* Begin *

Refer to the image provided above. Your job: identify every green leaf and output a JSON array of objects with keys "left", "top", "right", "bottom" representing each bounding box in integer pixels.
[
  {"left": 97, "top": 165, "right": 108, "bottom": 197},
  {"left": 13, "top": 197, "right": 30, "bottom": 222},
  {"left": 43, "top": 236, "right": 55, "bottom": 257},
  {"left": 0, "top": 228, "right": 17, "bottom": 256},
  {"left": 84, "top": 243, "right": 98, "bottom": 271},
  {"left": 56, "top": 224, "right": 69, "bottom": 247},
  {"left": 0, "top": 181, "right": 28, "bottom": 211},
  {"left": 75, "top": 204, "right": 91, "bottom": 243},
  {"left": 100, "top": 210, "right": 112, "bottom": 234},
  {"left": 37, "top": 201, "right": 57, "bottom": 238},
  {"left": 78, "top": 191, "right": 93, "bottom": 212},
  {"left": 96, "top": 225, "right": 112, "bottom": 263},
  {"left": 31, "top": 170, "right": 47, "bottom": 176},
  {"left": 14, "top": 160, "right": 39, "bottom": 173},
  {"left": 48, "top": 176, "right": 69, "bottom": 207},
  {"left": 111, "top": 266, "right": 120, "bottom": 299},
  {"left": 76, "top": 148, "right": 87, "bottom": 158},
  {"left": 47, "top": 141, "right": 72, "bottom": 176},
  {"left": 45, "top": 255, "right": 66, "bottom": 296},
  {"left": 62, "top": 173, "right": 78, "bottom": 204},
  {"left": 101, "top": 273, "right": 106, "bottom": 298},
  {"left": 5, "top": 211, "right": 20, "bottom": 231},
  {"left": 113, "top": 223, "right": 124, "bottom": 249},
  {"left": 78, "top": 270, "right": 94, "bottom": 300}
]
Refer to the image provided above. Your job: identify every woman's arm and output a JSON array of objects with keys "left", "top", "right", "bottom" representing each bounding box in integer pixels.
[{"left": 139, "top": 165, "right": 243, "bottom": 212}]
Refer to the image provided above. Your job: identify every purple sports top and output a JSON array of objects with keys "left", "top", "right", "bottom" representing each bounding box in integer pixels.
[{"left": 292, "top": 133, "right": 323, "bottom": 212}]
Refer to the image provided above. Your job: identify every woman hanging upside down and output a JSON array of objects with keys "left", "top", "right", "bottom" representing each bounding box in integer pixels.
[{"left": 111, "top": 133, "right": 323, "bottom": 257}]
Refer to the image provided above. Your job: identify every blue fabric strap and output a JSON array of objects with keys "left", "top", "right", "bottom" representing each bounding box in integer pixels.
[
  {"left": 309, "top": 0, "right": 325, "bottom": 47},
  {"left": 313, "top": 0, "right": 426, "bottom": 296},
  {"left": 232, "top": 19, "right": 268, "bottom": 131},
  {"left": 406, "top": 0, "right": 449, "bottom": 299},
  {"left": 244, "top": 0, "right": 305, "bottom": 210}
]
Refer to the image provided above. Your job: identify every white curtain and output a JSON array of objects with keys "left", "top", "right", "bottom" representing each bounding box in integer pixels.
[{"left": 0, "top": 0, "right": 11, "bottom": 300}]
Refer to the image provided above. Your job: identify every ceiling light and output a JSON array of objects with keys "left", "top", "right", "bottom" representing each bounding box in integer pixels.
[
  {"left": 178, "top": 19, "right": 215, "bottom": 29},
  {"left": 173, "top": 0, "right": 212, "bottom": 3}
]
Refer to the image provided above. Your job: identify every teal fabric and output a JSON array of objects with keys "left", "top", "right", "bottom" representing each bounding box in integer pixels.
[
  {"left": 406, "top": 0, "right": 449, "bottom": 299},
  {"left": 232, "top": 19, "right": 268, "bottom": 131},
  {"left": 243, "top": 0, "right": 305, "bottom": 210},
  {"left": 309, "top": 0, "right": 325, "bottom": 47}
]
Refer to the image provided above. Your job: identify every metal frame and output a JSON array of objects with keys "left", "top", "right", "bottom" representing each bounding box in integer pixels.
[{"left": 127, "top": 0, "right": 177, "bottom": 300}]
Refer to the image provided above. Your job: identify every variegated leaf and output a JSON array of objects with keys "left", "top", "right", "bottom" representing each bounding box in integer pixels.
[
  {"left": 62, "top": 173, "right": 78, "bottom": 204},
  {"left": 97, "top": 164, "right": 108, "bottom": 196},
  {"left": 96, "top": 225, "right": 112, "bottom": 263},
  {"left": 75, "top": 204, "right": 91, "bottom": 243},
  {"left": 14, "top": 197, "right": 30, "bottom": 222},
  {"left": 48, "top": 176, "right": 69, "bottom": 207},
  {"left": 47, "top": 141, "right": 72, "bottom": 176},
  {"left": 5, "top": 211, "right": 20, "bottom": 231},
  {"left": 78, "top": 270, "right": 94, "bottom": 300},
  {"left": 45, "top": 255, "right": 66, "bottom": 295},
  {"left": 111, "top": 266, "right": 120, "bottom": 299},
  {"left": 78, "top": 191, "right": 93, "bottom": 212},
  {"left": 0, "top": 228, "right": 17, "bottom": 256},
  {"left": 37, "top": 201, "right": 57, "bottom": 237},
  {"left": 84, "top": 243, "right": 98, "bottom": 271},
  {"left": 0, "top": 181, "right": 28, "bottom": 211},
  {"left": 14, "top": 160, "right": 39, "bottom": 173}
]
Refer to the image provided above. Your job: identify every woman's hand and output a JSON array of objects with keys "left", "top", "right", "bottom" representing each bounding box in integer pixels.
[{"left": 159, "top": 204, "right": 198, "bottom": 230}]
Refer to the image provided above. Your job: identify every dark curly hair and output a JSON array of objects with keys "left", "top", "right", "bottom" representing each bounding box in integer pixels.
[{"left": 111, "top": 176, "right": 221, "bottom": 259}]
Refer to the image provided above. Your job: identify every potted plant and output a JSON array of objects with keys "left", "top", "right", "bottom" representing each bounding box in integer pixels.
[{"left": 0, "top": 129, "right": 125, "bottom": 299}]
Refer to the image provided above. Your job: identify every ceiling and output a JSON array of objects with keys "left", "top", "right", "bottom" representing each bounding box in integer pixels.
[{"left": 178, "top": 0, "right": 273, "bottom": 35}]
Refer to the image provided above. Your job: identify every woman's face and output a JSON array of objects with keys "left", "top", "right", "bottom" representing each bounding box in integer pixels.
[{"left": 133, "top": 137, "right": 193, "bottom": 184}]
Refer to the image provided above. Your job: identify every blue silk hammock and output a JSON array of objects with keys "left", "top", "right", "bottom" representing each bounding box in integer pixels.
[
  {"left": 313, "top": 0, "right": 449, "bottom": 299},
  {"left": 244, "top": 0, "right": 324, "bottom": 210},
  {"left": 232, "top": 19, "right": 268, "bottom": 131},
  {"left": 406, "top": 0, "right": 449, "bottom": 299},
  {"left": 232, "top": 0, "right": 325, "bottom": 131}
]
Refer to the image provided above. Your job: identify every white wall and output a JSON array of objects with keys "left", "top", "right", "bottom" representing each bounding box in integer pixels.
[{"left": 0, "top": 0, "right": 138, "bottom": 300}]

* End *
* Begin *

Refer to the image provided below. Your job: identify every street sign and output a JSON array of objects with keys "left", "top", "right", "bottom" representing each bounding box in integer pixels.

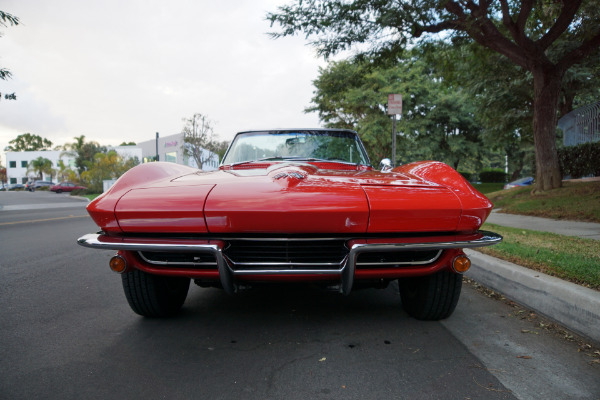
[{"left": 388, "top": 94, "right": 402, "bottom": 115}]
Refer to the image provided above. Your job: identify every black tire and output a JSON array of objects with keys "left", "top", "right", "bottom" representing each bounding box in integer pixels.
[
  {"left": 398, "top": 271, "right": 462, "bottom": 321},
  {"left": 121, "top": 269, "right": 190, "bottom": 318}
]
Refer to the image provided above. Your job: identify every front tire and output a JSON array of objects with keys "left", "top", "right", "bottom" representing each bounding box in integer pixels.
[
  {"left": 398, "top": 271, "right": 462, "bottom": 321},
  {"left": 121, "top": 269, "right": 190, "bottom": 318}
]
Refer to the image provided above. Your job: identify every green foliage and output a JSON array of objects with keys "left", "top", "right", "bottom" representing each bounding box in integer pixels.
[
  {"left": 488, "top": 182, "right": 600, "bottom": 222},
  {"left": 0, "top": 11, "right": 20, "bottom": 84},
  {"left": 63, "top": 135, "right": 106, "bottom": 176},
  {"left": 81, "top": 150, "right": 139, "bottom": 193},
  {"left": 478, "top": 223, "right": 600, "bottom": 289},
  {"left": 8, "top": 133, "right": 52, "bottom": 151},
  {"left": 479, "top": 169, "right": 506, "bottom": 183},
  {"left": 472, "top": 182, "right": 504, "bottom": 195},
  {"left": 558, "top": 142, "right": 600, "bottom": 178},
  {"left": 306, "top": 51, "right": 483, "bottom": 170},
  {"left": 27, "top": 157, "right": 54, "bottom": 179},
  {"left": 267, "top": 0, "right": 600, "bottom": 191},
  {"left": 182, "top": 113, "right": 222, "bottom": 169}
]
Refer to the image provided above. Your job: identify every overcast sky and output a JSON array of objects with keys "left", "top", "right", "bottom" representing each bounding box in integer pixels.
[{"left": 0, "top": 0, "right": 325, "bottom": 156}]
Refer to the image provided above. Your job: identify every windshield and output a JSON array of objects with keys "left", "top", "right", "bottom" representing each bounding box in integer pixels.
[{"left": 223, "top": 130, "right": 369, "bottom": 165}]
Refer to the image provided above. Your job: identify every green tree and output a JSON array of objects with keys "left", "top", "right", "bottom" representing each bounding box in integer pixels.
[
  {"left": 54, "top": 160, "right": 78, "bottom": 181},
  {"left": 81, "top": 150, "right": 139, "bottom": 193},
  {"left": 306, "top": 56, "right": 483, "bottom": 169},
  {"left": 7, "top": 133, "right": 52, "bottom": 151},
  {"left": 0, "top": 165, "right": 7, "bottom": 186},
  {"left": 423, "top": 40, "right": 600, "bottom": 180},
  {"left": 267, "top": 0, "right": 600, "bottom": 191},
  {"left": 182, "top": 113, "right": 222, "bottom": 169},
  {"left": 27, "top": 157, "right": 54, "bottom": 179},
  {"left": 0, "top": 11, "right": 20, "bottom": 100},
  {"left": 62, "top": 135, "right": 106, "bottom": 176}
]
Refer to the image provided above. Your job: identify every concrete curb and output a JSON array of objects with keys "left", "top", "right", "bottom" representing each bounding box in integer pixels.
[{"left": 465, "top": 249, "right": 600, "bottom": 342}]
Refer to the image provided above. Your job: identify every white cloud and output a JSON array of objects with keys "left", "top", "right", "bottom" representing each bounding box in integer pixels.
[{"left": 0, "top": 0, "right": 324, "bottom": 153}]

* End *

__What to produce__.
Please count the lines in the records that contain the string "face" and reply with the number alone.

__Solution__.
1